BEGIN Dataset content

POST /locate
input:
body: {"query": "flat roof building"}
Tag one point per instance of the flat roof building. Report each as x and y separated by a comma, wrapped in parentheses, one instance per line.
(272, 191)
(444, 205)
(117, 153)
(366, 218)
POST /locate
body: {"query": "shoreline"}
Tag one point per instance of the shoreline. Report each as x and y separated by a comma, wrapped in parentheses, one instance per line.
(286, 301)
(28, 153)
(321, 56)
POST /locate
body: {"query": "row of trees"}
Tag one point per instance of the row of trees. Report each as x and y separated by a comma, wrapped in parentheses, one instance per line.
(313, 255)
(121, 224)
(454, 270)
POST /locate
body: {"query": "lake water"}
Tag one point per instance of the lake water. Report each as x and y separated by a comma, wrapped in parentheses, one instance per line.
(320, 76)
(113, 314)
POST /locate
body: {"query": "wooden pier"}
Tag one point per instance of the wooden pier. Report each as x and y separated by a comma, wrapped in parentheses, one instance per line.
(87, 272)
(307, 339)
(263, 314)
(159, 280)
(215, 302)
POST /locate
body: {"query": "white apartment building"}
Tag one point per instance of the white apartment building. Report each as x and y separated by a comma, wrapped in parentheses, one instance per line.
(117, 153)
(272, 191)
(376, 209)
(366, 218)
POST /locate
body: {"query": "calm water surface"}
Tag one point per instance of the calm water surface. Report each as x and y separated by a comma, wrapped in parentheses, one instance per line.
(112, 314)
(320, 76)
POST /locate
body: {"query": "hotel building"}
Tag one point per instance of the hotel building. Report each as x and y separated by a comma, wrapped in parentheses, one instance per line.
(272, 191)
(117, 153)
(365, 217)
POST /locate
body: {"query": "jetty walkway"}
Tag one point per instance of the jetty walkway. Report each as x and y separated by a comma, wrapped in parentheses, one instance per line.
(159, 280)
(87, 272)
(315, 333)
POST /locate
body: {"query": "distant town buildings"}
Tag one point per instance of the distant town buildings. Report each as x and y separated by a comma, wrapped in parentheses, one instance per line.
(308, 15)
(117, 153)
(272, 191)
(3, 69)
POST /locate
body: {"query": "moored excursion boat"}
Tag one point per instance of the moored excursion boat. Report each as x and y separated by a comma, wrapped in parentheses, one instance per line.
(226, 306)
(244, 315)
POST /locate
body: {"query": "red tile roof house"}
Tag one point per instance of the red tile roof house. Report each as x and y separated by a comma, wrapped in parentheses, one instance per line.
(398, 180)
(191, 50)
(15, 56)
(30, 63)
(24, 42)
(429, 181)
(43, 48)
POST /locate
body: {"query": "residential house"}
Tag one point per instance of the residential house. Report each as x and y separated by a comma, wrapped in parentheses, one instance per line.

END Dataset content

Return every line holding the word "residential" from the records.

body: {"query": "residential house"}
Tag one point per instance of the residential house. Report each as x and y separated by a comma, wrapped in parentheses, one instance per line.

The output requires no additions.